**DETALHES DO PROBLEMA**.
Responda com base no texto sobre cães, gatos e biodiversidade:
1. Há quantos anos os cães estão ao lado dos seres humanos?
2. Quantas das 64 espécies listadas pelo estudo da Universidade de Oxford estavam na Lista Vermelha da IUCN?
3. Quantos gatos vivem na ilha de Fernando de Noronha?

===== BLOCO DE TEXTO

Análises

Seria seu melhor amigo uma ameaça à biodiversidade?

Cães e gatos são excelentes caçadores e quando acessam áreas naturais causam a morte de inúmeros animais, seja para alimentação ou apenas para diversão

Laise Orsi Becker · Leonardo Arthur Keller Neto · Micheli Ribeiro Luiz ·
25 de junho de 2020 · 4 anos atrás

Os cães têm estado ao lado dos seres humanos há cerca de 20 mil anos, servindo de companhia e auxiliando nas caçadas. Os gatos não ficam para trás, eram venerados pelos faraós e dominam as redes sociais na atualidade. Porém, quando cães e gatos vivem dentro de áreas naturais ou são criados soltos próximos a elas, são considerados espécies exóticas invasoras e podem se tornar um problema para conservação da fauna silvestre.  

O Brasil está entre os países com maior número de cães e gatos (78,1 milhões de indivíduos).

Em 2013, o IBGE estimou que uma a cada cinco residências brasileiras possuíam pelo menos um gato, e duas a cada cinco possuíam ao menos um cachorro. Mas a taxa de abandono de animais chega a 40% no país, e a 75% quando consideramos o mundo todo.

Exímios caçadores

Cães e gatos são excelentes caçadores e quando acessam áreas naturais causam a morte de inúmeros animais, seja para alimentação ou apenas para diversão.

Caçam desde pequenas aves e mamíferos até animais maiores, como veados e antas. Em 2013, um estudo da Universidade de Oxford, na Inglaterra, listou 64 espécies de animais selvagens interagindo com cães, sendo que 63 delas estavam na Lista Vermelha de Espécies Ameaçadas da IUCN (União Internacional para Conservação da Natureza).

Um estudo publicado na “Nature Communications” em 2013, mostrou que os felinos matam anualmente entre 1,4 bilhão e 3,7 bilhões de aves apenas nos Estados Unidos. O problema é tão grave que, em alguns estados do país, só é permitida a posse de gatos no interior das casas, sem nenhum acesso a áreas externas, como jardins e quintais.

Na ilha de Fernando de Noronha vivem mais de mil gatos, o que corresponde a um gato para cada quatro habitantes. Nem sempre moradores e turistas notam, mas o lagarto nativo mabuia (Trachelepys atlantica), o rabo-de-junco-de-bico-laranja (Phaethon lepturus) e a cocoruta (Elaenia ridleyana) sentem o perigo.

==========
===== DADOS FORNECIDOS

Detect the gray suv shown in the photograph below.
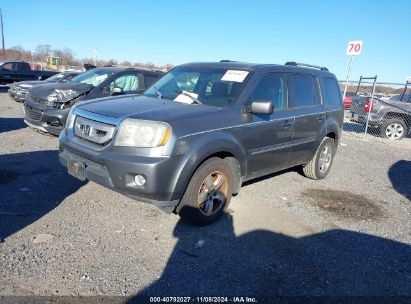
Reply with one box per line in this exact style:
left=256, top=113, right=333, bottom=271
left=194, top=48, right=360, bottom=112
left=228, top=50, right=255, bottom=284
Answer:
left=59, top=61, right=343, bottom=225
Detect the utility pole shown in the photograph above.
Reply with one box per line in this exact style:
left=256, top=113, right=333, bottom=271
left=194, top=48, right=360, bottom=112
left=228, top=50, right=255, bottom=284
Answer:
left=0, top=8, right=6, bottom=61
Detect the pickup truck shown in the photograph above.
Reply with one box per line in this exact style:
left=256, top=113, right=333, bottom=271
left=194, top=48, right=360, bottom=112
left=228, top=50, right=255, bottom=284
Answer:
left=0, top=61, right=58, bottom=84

==========
===== DADOS FORNECIDOS

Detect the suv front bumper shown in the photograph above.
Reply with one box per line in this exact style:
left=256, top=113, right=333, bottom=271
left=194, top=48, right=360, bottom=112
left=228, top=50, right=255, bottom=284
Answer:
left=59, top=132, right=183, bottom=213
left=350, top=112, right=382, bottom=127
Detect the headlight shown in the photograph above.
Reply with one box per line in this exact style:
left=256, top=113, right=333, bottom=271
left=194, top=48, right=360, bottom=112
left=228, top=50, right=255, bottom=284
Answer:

==========

**SOLUÇÃO DA TAREFA**.
1. Há cerca de 20 mil anos.
2. 63 espécies.
3. Mais de mil gatos, o que corresponde a um gato para cada quatro habitantes.